Content starts
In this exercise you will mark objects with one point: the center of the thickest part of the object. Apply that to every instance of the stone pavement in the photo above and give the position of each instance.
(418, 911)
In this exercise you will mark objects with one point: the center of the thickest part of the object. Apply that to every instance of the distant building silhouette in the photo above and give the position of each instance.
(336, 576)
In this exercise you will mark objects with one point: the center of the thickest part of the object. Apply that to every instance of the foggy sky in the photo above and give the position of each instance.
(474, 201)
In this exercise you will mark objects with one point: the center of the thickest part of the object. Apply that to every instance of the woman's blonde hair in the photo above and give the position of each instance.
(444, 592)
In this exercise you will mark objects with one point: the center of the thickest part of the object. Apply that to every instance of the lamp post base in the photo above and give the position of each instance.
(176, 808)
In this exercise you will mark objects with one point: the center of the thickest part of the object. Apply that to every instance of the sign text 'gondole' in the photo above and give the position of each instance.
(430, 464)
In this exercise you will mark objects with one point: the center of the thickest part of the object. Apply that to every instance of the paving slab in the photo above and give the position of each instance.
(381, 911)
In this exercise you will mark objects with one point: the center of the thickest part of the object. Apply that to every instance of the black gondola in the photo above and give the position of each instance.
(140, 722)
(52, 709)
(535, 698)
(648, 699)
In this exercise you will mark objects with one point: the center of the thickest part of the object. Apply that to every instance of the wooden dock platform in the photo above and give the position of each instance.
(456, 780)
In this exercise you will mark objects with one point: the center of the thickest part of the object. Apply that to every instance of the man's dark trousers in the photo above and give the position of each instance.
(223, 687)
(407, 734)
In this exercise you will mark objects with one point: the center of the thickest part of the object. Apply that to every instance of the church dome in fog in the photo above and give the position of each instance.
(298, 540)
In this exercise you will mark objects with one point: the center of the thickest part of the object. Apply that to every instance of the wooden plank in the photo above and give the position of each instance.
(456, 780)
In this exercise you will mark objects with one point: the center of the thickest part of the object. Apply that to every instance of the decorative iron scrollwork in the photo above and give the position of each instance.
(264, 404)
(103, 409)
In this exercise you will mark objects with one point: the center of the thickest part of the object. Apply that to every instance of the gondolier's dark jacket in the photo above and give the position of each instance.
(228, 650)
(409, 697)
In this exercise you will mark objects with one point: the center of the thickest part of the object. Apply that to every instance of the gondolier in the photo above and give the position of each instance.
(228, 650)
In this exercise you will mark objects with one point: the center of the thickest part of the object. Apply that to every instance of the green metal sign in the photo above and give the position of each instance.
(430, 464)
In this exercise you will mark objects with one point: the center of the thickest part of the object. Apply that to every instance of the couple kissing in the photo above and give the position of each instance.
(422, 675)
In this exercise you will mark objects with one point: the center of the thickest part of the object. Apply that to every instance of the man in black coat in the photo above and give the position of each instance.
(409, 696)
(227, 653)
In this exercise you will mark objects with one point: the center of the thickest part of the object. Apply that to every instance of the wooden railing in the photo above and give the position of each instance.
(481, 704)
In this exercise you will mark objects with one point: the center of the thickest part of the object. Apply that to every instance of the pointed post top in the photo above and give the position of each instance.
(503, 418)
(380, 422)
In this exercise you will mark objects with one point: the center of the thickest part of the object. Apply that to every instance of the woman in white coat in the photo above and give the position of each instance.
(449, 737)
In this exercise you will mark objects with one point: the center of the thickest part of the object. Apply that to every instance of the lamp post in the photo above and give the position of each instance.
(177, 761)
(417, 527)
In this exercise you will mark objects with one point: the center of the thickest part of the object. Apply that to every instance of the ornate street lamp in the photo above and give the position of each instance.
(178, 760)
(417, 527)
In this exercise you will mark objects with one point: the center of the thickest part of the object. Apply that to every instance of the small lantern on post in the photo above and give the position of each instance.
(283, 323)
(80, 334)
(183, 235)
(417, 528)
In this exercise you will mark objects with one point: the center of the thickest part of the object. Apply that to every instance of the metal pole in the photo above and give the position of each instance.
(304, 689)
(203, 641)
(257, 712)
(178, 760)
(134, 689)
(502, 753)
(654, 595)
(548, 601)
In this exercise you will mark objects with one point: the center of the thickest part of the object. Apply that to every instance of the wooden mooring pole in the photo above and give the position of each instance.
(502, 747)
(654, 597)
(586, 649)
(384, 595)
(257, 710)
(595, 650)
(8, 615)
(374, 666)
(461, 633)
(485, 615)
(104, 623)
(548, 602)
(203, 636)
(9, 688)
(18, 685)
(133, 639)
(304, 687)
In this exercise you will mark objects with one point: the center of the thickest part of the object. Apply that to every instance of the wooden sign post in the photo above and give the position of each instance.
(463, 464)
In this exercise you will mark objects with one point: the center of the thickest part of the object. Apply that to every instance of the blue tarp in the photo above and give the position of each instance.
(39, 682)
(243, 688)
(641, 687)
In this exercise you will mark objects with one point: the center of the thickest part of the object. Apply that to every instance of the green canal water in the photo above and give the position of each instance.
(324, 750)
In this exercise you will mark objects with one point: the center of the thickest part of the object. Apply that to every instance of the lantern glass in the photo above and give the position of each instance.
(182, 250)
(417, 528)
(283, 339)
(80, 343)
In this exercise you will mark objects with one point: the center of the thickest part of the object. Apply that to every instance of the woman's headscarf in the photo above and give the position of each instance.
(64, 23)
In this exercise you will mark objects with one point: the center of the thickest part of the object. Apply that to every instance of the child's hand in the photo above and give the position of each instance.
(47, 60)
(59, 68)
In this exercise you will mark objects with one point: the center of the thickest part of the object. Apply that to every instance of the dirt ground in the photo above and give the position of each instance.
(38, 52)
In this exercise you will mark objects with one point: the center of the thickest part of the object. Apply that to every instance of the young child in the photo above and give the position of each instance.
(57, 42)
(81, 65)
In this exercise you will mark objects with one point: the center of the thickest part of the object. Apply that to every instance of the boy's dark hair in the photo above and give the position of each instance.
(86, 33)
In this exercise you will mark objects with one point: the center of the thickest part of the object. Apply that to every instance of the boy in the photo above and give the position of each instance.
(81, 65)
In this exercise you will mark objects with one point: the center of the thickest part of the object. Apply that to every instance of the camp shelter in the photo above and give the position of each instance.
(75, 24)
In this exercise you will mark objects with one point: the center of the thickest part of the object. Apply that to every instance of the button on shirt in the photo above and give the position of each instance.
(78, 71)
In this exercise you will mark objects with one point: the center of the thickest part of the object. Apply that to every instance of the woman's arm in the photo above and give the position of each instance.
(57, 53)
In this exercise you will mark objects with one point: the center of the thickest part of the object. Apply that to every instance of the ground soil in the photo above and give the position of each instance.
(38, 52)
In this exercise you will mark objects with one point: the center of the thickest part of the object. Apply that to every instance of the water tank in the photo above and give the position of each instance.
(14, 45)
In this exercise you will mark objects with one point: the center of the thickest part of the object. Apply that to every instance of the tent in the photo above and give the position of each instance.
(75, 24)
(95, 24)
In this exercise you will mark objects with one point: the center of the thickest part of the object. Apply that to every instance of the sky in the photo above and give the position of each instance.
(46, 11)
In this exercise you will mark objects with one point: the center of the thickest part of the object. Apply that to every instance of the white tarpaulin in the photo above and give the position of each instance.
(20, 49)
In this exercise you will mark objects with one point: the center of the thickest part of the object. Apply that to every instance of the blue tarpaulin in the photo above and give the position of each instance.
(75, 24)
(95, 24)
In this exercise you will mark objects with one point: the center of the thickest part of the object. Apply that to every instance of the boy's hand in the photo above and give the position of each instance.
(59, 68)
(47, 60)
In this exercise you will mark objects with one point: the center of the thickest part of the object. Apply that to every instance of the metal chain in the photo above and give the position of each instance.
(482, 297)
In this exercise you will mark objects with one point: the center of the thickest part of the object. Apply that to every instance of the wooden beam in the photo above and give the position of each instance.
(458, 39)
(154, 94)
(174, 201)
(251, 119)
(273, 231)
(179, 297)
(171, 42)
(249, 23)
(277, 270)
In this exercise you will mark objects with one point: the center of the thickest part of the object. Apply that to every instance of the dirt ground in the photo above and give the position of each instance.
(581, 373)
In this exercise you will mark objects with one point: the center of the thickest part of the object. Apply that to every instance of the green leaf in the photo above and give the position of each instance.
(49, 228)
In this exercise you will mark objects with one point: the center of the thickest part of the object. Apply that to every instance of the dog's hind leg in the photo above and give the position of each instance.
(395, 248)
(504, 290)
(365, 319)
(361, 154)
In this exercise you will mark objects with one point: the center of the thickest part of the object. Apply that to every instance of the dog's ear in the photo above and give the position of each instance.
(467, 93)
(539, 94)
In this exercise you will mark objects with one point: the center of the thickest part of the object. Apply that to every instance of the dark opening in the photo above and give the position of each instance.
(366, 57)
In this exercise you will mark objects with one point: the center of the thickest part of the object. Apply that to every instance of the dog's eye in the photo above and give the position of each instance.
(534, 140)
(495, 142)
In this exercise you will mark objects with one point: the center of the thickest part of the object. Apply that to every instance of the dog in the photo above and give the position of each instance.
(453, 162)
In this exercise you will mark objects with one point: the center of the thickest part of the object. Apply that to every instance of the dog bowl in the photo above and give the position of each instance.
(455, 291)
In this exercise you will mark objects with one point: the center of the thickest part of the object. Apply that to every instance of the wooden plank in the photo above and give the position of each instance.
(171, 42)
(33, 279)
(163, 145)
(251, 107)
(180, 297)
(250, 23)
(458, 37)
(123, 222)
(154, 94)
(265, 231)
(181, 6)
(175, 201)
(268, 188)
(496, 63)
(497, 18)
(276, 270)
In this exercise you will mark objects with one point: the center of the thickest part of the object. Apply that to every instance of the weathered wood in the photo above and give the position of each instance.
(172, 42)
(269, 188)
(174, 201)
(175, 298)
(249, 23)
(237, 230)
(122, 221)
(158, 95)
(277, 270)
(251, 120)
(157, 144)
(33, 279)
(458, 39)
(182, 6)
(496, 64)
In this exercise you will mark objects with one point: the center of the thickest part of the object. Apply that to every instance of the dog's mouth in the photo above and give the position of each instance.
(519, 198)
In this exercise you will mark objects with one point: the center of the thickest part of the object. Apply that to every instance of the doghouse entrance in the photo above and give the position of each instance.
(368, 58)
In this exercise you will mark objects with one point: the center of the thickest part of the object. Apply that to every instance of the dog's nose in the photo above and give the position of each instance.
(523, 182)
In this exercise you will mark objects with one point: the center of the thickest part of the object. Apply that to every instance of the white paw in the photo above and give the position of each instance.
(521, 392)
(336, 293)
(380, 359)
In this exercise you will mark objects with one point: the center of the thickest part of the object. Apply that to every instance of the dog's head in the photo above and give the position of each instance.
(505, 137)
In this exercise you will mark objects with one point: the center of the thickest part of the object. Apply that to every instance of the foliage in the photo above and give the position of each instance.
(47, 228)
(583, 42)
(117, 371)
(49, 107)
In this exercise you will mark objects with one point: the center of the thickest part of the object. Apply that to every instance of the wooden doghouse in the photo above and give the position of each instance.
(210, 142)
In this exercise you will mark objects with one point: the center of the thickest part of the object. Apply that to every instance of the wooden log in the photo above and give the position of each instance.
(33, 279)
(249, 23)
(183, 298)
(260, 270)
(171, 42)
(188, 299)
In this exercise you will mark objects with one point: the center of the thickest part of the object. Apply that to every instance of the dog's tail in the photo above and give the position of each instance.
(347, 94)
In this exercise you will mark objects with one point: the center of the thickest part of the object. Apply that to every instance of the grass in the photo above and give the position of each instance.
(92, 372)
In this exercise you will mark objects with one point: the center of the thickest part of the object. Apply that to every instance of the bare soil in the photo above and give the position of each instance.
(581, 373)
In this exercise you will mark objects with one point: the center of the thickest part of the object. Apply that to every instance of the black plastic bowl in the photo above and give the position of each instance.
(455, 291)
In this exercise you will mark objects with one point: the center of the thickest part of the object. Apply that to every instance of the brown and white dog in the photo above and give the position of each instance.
Content ends
## What is being asked
Reproduce exactly the stretch of lines that starts at the one containing "the black plastic" and ends with the final line of the data, including both ends and nothing more.

## Solution to this task
In this exercise you will mark objects with one point: the center of the thickest part of the object. Apply that to every instance of the black plastic bowl in the photo above and give the position of each instance.
(455, 291)
In this exercise you will mark objects with one point: the center of the thickest part of the object. Apply that to every instance of the brown and white dog in the photo above and give the position of each instance.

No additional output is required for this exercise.